◆ Text for analysis:
You may have heard it said, probably in a movie or TV show as some character takes an overly long pull on a joint, “Whoa! This isn’t regular weed”. This is medical grade!” Sorry to be the mythbuster here, but there is no qualitative difference between medical marijuana and adult-use cannabis. Flower is flower, concentrate is concentrate, edible is edible. But still, there are differences between recreational and medical weed. Let’s dig in.
What’s the Purpose?
The first difference is one of purpose. Many people come to cannabis as a tool to help with qualifying medical conditions (which vary from state-to-state), like epilepsy, HIV/AIDS, side-effects from chemotherapy, Alzheimer’s, Parkinson’s disease, and many others. Medical marijuana consumers have to receive certification from a qualifying doctor and register with their state. They may also be helped by registered caregivers.
Legal Differences between Medical and Adult-Use Cannabis
Medical cannabis consumers -- though somewhat limited by the qualifying conditions of their state -- often receive benefits that recreational consumers do not.
- Age: in some states, medical marijuana patients under the age of 21 are allowed to receive medical cannabis recommendations if a legal guardian registers as the caregiver
- Amount: as with all things cannabis, the amount of marijuana purchased each time varies from state-to-state. Quite often, medical consumers are allowed to purchase and possess more than recreational consumers
- Taxes: again, this depends on your state. For example, in Colorado, medical marijuana patients pay a 2.9 percent tax. Recreational marijuana, on the other hand, is subject to a 15 percent sales tax and a 15 percent excise tax
- Cultivation: in many states, medical marijuana consumers are allowed to grow their own. In Missouri, medical marijuana patients can grow up to 18 plants. In Michigan, the total is 60. Rec consumers are also allowed to grow their own in some states. Looking at California, medical and adult-use consumers are allowed to grow their own, but medical consumers have more leeway. Adults 21 and older in the Golden State are allowed to grow up to six plants, while medical marijuana patients can have 12 plants, six of which may be mature. Registered caregivers are allowed to grow in a space up to 500 square feet
- Potency: once again, in some states, medical consumers are allowed to consume products with higher potency than recreational consumers. In cannabis edible land, consumers in Arizona are limited to 10 mg of THC per serving, while medical consumers are allowed to purchase higher potency products
At the risk of sounding like a broken record, the difference between what medical and recreational consumers have access to depends on the state. So do yourself a solid and familiarize yourself with your local laws.
If you regularly consume cannabis to deal with a medical condition like chronic pain, for example, and are an adult-use consumer, it may be worth your while to investigate qualifying conditions in your state and work with your doctor to become a medical marijuana patient.
Frequently Asked Questions
What’s the Difference Between Medicinal and Recreational Weed?
The primary differences between medical and recreational weed are 1) its intended use, and 2) those of access, i.e. potency, cultivation limits, age, etc.
What is Recreational Weed?
Recreational weed is cannabis available in legal states to adults 21 and older.
Is Medical Weed Cheaper Than Recreational Weed?
Medical cannabis patients in some states pay fewer taxes than adult-use consumers.

◆ Data to examine:
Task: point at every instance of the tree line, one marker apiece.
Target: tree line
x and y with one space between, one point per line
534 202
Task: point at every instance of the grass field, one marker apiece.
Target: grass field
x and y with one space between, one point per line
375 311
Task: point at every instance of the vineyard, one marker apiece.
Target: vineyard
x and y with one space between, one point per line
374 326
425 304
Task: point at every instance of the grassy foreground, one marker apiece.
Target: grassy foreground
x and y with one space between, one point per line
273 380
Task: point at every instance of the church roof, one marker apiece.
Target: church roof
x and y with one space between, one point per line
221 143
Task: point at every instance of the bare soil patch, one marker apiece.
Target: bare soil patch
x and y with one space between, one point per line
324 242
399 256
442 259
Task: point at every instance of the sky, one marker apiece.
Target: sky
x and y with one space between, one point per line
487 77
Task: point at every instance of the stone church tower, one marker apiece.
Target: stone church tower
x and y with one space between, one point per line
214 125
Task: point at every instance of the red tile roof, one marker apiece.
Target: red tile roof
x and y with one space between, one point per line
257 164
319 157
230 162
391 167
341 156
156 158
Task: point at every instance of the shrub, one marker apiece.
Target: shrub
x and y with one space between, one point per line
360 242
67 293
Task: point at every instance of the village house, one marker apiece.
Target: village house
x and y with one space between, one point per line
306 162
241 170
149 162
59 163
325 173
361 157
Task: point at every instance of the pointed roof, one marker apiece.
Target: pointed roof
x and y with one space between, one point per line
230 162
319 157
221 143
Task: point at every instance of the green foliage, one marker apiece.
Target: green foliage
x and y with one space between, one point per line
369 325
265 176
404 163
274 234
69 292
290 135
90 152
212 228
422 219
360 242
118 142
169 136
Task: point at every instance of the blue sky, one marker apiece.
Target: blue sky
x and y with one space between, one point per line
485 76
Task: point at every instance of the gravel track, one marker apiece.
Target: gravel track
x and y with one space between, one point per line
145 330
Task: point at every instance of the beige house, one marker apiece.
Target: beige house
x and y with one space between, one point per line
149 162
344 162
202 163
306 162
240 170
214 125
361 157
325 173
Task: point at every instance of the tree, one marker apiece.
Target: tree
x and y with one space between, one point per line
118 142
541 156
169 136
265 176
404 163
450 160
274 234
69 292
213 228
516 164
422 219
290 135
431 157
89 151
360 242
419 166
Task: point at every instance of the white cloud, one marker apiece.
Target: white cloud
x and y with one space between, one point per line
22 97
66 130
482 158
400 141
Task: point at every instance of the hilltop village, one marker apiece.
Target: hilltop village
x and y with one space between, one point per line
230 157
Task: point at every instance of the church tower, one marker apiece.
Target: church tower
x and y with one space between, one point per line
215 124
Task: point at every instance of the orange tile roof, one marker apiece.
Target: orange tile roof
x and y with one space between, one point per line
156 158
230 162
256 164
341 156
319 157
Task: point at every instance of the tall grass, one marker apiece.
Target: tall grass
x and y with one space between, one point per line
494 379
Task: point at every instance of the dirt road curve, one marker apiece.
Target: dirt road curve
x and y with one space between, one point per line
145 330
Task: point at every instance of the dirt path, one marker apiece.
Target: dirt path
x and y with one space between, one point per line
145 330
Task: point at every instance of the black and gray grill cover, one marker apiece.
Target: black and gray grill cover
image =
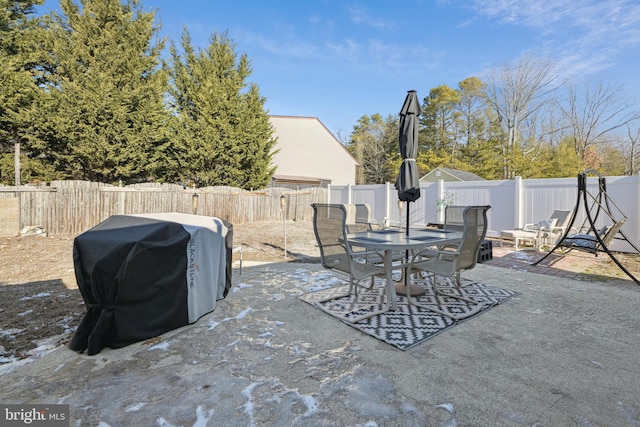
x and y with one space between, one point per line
141 276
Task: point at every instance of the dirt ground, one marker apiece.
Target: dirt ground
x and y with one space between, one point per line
40 304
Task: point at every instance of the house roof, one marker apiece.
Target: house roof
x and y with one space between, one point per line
307 149
448 174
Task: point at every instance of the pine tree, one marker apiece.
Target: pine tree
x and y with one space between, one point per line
18 88
222 134
101 115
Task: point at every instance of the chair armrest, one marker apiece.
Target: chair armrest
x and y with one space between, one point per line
432 253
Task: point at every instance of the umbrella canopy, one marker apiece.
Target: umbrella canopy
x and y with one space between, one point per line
408 184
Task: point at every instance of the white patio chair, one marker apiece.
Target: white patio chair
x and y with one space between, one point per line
552 228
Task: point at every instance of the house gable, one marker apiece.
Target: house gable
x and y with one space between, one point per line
306 149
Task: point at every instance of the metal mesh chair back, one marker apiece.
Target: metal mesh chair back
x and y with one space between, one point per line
454 218
475 230
329 226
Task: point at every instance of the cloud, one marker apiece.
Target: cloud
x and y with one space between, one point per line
291 47
583 36
360 15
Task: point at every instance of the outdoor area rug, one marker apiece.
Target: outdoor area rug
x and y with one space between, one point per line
409 325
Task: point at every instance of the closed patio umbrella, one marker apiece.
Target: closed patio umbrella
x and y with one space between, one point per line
407 183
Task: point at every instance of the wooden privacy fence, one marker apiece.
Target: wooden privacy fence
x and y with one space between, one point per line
72 207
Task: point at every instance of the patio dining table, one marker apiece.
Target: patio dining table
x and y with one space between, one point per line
394 240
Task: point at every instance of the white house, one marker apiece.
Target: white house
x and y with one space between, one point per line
309 155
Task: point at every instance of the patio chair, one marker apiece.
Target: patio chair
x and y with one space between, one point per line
330 229
450 261
540 232
552 228
358 217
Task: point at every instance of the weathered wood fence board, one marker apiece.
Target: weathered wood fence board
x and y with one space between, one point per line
72 207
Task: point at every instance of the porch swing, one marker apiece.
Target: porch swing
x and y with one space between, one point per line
594 240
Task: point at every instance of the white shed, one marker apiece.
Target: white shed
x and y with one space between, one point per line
309 154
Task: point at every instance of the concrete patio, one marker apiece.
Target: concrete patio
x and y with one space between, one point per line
562 353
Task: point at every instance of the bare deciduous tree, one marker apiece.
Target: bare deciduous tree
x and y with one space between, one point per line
634 152
517 94
594 113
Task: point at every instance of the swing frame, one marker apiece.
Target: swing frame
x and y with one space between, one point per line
601 242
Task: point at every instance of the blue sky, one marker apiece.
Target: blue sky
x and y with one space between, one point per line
340 60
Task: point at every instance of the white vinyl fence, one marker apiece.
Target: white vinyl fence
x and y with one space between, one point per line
514 203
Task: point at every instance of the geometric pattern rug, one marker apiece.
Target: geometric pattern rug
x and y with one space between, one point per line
409 325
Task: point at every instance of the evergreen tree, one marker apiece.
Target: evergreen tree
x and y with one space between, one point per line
222 133
18 88
101 115
374 144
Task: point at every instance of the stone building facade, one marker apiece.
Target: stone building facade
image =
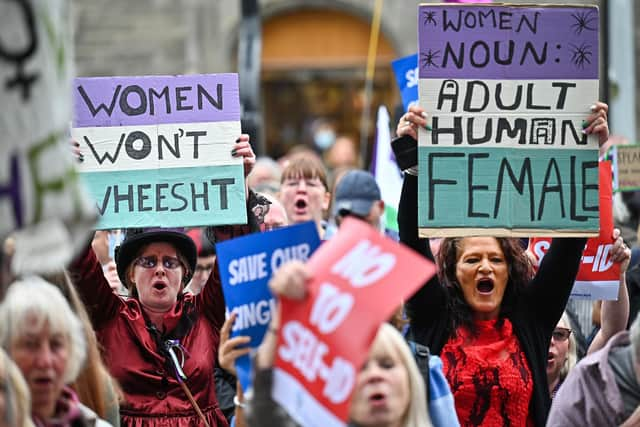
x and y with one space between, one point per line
140 37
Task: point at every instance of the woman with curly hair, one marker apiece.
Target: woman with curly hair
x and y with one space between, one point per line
486 314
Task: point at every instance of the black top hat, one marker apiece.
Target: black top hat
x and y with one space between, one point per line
139 237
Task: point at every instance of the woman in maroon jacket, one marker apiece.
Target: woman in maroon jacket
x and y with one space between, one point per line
160 344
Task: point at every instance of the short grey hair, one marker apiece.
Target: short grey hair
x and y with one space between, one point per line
36 298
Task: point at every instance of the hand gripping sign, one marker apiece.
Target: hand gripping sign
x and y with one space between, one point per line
359 278
598 276
246 265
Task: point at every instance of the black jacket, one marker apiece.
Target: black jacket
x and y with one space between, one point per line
536 313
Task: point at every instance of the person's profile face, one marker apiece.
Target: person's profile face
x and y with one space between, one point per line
382 394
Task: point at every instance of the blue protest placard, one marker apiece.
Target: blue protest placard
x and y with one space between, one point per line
406 71
246 265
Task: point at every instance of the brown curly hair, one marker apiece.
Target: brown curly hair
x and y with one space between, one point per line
520 273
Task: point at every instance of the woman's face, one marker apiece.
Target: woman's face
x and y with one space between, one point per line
157 274
382 393
483 273
304 199
42 357
558 350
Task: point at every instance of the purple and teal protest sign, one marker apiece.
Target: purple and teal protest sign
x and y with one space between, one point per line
246 265
507 89
157 149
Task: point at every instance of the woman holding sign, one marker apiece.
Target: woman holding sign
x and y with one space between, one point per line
486 314
161 343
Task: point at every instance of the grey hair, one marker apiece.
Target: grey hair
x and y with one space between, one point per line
17 407
38 299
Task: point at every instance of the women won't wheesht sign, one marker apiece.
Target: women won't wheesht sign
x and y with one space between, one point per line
157 149
507 89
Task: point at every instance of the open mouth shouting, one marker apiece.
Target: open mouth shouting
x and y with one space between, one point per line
159 286
485 286
300 206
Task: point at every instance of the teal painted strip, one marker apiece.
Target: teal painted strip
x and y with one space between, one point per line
209 195
512 188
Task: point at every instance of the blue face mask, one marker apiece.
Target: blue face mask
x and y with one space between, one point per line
324 139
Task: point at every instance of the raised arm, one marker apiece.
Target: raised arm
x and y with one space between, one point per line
88 277
211 297
614 314
551 287
429 302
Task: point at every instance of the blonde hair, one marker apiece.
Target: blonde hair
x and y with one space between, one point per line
572 353
17 408
34 298
417 414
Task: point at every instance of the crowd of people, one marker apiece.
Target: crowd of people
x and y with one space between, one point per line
133 332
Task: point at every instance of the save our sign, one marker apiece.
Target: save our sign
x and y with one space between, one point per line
358 278
157 149
507 89
246 265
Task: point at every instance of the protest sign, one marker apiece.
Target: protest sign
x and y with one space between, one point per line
41 201
246 265
359 278
598 277
406 72
626 167
507 89
157 149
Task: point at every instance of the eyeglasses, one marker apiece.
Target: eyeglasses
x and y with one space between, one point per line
560 334
204 267
151 261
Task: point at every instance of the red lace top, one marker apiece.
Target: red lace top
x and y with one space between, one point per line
489 376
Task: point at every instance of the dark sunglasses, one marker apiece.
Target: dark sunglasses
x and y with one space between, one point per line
151 261
561 334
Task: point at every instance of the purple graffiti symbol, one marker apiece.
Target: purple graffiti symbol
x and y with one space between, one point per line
11 190
429 57
429 18
584 21
20 55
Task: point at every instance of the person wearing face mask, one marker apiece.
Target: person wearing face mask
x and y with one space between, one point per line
388 392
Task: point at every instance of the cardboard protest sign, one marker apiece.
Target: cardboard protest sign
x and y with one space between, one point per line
246 265
406 72
41 200
507 89
359 278
626 167
157 149
598 276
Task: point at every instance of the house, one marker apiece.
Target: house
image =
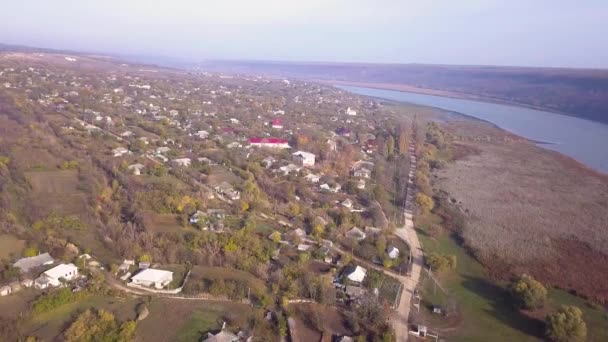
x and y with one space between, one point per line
54 276
356 234
224 188
136 168
27 264
269 143
334 189
119 151
333 146
222 336
304 158
393 252
356 274
344 339
361 184
343 131
311 177
27 282
182 162
5 290
348 203
299 232
162 149
197 216
202 134
362 173
268 161
304 247
287 169
276 124
151 277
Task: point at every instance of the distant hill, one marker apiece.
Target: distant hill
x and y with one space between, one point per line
577 92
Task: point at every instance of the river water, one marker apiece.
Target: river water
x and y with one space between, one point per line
583 140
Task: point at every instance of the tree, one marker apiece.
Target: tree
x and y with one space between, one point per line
425 202
441 262
529 293
566 325
30 252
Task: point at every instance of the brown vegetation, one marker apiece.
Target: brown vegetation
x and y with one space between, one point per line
530 210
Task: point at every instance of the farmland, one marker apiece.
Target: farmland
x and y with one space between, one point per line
529 210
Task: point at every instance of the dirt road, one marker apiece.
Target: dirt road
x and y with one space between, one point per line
408 234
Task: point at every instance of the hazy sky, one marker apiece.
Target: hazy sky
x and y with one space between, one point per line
500 32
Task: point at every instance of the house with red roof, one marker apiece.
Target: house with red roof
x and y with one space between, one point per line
269 143
277 124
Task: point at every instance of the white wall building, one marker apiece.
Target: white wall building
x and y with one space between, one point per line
153 278
304 158
52 277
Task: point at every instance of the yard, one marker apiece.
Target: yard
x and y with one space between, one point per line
312 320
484 310
189 320
10 247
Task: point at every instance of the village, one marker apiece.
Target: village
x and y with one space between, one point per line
301 186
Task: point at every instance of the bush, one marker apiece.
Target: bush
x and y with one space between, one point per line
56 299
529 293
566 325
424 202
441 262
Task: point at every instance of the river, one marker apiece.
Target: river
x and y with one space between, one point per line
583 140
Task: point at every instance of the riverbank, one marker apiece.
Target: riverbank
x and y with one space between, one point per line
528 209
438 92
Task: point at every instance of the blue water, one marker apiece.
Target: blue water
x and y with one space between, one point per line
583 140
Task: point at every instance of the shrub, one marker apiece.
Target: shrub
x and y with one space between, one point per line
424 202
566 325
441 262
529 293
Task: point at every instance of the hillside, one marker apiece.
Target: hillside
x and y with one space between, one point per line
578 92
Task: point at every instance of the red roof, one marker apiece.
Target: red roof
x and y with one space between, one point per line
267 141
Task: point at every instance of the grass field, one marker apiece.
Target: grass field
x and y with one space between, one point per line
217 273
56 191
529 210
188 320
50 325
484 310
161 223
10 247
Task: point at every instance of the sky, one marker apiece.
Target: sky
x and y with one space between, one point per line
551 33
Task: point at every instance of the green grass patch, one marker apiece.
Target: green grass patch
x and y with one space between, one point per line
484 308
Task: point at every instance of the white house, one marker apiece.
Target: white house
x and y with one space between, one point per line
311 177
51 278
202 134
26 264
136 168
304 158
362 172
356 233
348 203
182 162
393 252
153 278
5 290
356 274
269 143
119 151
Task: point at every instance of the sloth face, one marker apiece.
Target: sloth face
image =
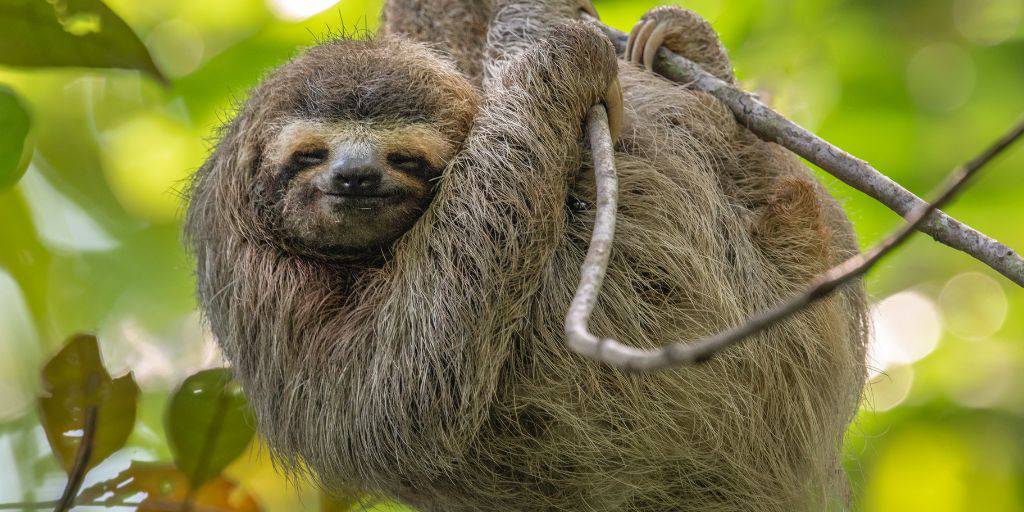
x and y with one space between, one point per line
353 186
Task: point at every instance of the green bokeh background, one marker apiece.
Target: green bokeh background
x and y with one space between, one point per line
89 240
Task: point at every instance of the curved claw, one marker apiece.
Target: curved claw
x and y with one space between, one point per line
615 105
654 41
640 41
588 7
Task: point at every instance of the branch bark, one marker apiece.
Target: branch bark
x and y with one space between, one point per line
77 474
773 127
596 263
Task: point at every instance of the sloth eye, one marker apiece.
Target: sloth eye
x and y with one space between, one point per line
308 159
409 163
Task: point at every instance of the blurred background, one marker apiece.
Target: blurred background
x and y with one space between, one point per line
89 238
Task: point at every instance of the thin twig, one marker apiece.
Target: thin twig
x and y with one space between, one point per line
773 127
596 263
81 466
155 505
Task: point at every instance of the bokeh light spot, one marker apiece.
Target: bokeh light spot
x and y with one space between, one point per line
974 306
297 10
887 390
906 328
147 160
941 77
920 469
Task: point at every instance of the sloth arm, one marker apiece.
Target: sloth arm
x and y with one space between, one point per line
457 28
474 257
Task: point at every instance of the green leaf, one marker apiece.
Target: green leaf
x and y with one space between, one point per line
165 488
70 33
209 424
74 381
14 120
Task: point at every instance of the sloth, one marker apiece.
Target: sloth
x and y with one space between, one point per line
389 233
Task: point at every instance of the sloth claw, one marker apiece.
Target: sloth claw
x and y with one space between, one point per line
645 39
588 7
615 107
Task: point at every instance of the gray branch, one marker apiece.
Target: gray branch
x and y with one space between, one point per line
773 127
596 263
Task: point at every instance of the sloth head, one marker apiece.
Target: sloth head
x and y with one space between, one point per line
337 154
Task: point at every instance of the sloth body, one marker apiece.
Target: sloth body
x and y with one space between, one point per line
418 352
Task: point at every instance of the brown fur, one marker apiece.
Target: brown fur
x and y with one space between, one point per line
439 375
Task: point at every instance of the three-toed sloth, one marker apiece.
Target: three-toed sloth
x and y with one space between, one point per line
389 233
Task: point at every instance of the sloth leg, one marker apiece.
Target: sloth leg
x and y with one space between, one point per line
683 32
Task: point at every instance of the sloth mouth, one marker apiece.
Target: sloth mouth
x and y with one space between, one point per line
361 201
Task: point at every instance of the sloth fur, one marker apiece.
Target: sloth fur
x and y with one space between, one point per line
437 373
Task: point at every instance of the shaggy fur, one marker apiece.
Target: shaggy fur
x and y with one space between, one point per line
438 374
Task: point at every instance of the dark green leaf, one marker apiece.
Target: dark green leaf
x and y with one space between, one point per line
74 381
14 120
209 424
69 33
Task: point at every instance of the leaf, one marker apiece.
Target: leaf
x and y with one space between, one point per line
74 381
209 424
70 33
167 488
14 120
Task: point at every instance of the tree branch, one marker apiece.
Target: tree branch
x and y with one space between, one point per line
596 263
773 127
77 474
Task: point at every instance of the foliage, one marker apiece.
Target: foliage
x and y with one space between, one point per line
90 232
15 121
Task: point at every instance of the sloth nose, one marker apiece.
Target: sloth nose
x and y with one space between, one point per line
355 173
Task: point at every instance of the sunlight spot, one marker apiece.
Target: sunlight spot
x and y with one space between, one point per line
974 306
986 379
297 10
906 328
988 22
941 77
887 390
18 349
147 182
177 47
62 224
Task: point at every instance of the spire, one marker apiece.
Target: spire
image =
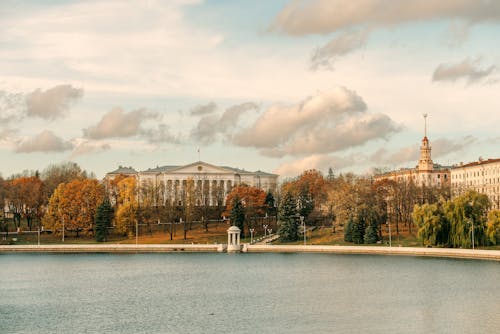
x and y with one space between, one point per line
425 125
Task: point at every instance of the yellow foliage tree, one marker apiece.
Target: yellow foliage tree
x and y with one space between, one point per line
74 205
493 227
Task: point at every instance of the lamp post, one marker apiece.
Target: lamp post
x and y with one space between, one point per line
472 223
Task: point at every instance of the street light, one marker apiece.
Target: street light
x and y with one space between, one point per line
472 222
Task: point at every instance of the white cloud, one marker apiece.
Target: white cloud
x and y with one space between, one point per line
320 162
82 147
46 141
209 127
203 109
324 16
327 122
52 103
341 45
119 123
468 69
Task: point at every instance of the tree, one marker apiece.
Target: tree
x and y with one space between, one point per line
126 212
104 216
309 189
238 215
64 172
26 197
348 229
270 203
288 225
493 228
252 199
74 205
433 228
464 213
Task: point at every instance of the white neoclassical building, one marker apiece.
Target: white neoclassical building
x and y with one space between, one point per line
426 173
211 183
482 176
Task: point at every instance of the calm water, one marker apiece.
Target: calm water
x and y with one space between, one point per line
247 293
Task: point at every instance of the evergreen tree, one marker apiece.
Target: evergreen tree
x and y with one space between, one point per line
103 218
270 203
238 215
371 234
358 230
288 207
348 229
288 225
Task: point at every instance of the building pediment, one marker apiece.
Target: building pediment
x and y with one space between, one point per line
200 167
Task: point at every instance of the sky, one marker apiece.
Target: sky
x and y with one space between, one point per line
281 86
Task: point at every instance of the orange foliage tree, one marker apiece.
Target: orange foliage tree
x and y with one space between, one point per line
253 200
26 197
74 205
126 203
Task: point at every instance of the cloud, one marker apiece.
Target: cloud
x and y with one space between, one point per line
46 141
209 127
325 123
52 103
468 69
83 147
119 123
343 44
303 17
203 109
160 135
11 107
316 161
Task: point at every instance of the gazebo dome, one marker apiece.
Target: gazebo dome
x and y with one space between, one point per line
234 229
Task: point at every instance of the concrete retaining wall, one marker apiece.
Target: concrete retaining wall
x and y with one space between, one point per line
166 248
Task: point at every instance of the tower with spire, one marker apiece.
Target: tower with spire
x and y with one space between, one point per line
425 163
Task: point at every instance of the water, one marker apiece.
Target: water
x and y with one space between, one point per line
246 293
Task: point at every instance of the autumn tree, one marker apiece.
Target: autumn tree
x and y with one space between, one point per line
433 227
237 215
74 205
493 227
464 213
64 172
126 205
26 198
252 199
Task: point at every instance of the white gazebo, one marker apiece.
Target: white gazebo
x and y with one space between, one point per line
233 239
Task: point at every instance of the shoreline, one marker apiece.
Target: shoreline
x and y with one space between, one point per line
246 248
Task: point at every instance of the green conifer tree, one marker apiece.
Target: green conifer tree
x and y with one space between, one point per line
103 218
288 225
238 215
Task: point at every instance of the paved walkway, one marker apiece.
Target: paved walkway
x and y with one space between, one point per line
256 248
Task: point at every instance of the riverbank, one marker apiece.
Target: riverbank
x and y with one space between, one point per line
166 248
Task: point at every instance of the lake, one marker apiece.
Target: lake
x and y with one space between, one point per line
246 293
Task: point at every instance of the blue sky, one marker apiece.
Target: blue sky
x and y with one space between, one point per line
281 86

◆ Problems and tasks:
A – In the text on medical and recreational cannabis, rewrite the paragraph beginning "The first difference is one of purpose" as a bulleted list that keeps its main facts.
B – List every U.S. state that the text on medical and recreational cannabis names.

◆ Solutions in order:
A –
- The first difference between medical and recreational cannabis is purpose.
- Many people use cannabis to help with qualifying medical conditions, which vary from state to state. Examples are epilepsy, HIV/AIDS, side effects from chemotherapy, Alzheimer's and Parkinson's disease.
- Medical marijuana consumers must be certified by a qualifying doctor and must register with their state.
- Registered caregivers may also help them.

B –
- Colorado
- Missouri
- Michigan
- California
- Arizona